WHAT IS NEEDED:
Repeat each line of the material exactly.

== DATASET EXCERPTS ==

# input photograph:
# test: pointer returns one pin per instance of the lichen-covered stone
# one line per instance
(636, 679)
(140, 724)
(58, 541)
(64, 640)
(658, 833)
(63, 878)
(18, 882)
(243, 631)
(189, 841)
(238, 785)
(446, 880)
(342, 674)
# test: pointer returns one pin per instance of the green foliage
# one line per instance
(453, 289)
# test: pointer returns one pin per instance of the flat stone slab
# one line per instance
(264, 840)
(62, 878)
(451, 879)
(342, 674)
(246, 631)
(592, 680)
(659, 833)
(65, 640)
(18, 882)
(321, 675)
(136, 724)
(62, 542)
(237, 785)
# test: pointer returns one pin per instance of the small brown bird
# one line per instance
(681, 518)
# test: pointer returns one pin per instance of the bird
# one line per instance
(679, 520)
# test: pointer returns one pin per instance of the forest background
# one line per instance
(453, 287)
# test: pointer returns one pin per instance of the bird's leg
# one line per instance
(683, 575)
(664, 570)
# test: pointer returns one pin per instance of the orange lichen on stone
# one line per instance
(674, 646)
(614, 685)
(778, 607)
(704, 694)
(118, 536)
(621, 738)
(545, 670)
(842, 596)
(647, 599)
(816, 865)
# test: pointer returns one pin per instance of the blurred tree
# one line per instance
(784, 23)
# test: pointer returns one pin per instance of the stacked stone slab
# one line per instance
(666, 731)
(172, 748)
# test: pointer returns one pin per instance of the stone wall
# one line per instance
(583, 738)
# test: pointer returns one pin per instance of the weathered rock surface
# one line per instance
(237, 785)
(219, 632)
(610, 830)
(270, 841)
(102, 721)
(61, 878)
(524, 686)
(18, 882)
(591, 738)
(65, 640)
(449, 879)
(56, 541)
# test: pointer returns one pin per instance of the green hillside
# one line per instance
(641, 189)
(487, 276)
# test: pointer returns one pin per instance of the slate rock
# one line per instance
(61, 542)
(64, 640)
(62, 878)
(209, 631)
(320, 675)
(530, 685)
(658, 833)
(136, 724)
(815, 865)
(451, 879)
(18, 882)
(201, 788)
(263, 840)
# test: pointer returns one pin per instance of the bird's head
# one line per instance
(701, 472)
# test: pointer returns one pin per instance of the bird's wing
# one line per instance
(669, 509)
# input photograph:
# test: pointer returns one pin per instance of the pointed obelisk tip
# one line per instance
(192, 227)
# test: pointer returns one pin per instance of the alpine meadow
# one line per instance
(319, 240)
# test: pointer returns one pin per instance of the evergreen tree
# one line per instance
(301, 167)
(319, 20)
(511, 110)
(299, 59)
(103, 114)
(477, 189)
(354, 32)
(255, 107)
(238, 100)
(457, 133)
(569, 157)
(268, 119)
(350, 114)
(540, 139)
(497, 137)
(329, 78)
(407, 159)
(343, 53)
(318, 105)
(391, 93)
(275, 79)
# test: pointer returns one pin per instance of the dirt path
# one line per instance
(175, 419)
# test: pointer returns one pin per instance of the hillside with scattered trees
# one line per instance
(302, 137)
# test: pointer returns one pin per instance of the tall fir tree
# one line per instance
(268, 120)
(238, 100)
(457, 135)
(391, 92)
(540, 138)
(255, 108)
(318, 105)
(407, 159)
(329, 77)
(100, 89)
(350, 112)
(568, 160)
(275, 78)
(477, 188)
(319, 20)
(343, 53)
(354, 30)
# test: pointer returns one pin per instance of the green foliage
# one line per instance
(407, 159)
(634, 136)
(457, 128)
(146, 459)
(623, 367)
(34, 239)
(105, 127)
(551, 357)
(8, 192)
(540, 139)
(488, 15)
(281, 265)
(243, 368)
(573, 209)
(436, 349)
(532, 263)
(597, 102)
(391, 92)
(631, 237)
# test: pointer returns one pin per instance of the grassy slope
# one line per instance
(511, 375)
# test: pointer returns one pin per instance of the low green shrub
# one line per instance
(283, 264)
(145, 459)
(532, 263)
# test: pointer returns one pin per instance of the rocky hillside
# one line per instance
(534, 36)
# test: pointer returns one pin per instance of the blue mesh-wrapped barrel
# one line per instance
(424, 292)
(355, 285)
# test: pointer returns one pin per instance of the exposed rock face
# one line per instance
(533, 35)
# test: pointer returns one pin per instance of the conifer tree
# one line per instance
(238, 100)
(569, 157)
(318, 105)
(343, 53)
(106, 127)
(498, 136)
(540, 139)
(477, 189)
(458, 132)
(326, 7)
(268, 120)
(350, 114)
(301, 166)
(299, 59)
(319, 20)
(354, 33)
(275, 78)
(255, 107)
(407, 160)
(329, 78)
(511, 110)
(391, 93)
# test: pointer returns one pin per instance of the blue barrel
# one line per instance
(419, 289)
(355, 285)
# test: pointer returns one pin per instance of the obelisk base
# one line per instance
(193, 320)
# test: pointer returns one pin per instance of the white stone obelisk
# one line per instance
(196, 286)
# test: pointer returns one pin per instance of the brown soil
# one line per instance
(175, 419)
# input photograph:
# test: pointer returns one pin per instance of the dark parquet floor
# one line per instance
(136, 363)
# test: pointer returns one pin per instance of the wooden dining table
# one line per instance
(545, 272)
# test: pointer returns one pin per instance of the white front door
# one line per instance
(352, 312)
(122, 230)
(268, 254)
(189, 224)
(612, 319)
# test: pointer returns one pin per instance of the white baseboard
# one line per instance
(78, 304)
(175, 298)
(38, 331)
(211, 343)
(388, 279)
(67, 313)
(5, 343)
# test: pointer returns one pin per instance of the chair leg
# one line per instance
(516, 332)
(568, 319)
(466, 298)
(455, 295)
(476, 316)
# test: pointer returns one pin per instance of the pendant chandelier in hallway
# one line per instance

===

EXERCISE RESULT:
# input photograph:
# test: pointer returns one pin per instance of the lichen-covered stone
# one line per instance
(636, 679)
(140, 724)
(58, 541)
(64, 640)
(658, 833)
(63, 878)
(18, 882)
(243, 631)
(189, 841)
(238, 785)
(446, 880)
(342, 674)
# test: pointer returns one pin per instance of the green foliage
# one line per instance
(453, 289)
# test: pointer returns one pin per instance of the flat stone slab
# one line per instance
(264, 840)
(62, 878)
(451, 879)
(342, 674)
(246, 631)
(592, 680)
(659, 833)
(65, 640)
(18, 882)
(321, 675)
(136, 724)
(62, 542)
(237, 785)
# test: pointer returns one pin per instance of the small brown bird
# one line per instance
(681, 518)
# test: pointer returns one pin per instance of the bird
# one line per instance
(679, 520)
# test: pointer returns one pin per instance of the forest background
# one line per instance
(453, 287)
# test: pointer returns one pin per instance of the bird's leg
# one line per instance
(683, 575)
(664, 570)
# test: pointer returns one pin per instance of the orange lichen on stone
# one line per instance
(674, 646)
(614, 685)
(778, 607)
(704, 694)
(118, 536)
(621, 738)
(545, 670)
(842, 596)
(647, 599)
(816, 865)
# test: pointer returns one pin per instance of the blurred tree
# one line per instance
(784, 23)
# test: pointer returns one pin per instance of the stacked stone slab
# one line per instance
(666, 731)
(172, 748)
# test: pointer returns one pin per instance of the stone wall
# one line per instance
(583, 738)
# test: pointer returns one pin per instance of the weathered rock surface
# one line per instance
(237, 785)
(219, 632)
(610, 830)
(270, 841)
(102, 721)
(61, 878)
(524, 686)
(18, 882)
(591, 738)
(65, 640)
(449, 879)
(56, 541)
# test: pointer returns one pin per instance of the green hillside
# one line per instance
(641, 189)
(487, 276)
# test: pointer returns one pin per instance of the slate rock
# one line per instance
(61, 542)
(64, 640)
(62, 878)
(209, 631)
(320, 675)
(530, 685)
(658, 833)
(136, 724)
(815, 865)
(451, 879)
(18, 882)
(201, 788)
(263, 840)
# test: pointer returns one pin per instance of the bird's head
# one line per instance
(701, 472)
# test: pointer returns one pin per instance of the bird's wing
# one line per instance
(669, 509)
# input photograph:
# test: pointer returns one pin per instance of the pointed obelisk tip
# one line per instance
(192, 227)
# test: pointer returns one pin per instance of the alpine meadow
# one line per instance
(319, 240)
# test: pointer returns one pin per instance of the evergreen tree
# one line per instance
(301, 167)
(319, 20)
(511, 110)
(299, 59)
(103, 114)
(477, 189)
(354, 32)
(255, 107)
(238, 100)
(457, 133)
(569, 157)
(268, 119)
(350, 114)
(540, 139)
(497, 137)
(329, 78)
(407, 159)
(343, 53)
(318, 105)
(391, 93)
(275, 79)
# test: pointer returns one pin per instance of the dirt path
# one line per instance
(175, 419)
# test: pointer returns one pin per instance of the hillside with scattered trees
# one line per instance
(302, 137)
# test: pointer returns one pin per instance of the tall fir tree
# one line per instance
(268, 120)
(238, 100)
(457, 135)
(391, 92)
(540, 138)
(255, 108)
(318, 105)
(407, 159)
(329, 77)
(100, 89)
(350, 112)
(568, 160)
(275, 78)
(477, 188)
(319, 20)
(343, 53)
(354, 30)
# test: pointer returns one pin per instance of the green foliage
# one line per instance
(407, 159)
(634, 136)
(457, 128)
(146, 459)
(623, 367)
(34, 239)
(105, 127)
(551, 357)
(8, 192)
(540, 139)
(488, 15)
(281, 265)
(243, 368)
(573, 209)
(436, 349)
(532, 263)
(597, 102)
(391, 92)
(631, 237)
# test: pointer returns one pin per instance of the grassy slope
# one line per instance
(511, 375)
# test: pointer returns one pin per instance of the low green shrub
# one line per instance
(283, 264)
(145, 459)
(532, 263)
# test: pointer returns one pin per instance of the rocky hillside
# one line per instance
(534, 36)
# test: pointer returns one pin per instance of the blue mesh-wrapped barrel
# one line per instance
(424, 292)
(355, 285)
# test: pointer returns one pin per instance of the exposed rock face
# one line per instance
(533, 35)
# test: pointer returns one pin per instance of the conifer tree
# one line per instance
(238, 100)
(569, 157)
(318, 105)
(343, 53)
(106, 127)
(498, 136)
(540, 139)
(477, 189)
(458, 132)
(326, 7)
(268, 120)
(350, 114)
(301, 166)
(299, 59)
(319, 20)
(354, 33)
(275, 78)
(255, 107)
(407, 160)
(329, 78)
(511, 110)
(391, 93)
# test: pointer returns one pin per instance of the blue barrel
# one line per instance
(419, 289)
(355, 285)
# test: pointer returns one pin per instance of the obelisk base
# one line per instance
(193, 320)
# test: pointer returns one pin per instance of the white stone obelisk
# one line per instance
(196, 286)
# test: pointer returns one pin per instance of the brown soil
# one line per instance
(175, 419)
# input photograph:
# test: pointer returns one pin per instance of the dark parquet floor
# one line per instance
(136, 363)
# test: pointer returns one pin per instance of the wooden dining table
# one line per instance
(545, 272)
# test: pointer returns one pin per instance of the white front door
# one line per instance
(352, 312)
(122, 230)
(268, 254)
(189, 224)
(612, 319)
# test: pointer returns one pin per instance of the white baseboard
# one line per instance
(78, 304)
(175, 298)
(38, 331)
(211, 343)
(388, 279)
(67, 313)
(5, 343)
# test: pointer returns one pin per instance of the chair leg
# one line per instance
(516, 332)
(568, 319)
(466, 298)
(455, 295)
(476, 316)
# test: pointer returns one pin per instance of the pendant chandelier in hallway
# one line per instance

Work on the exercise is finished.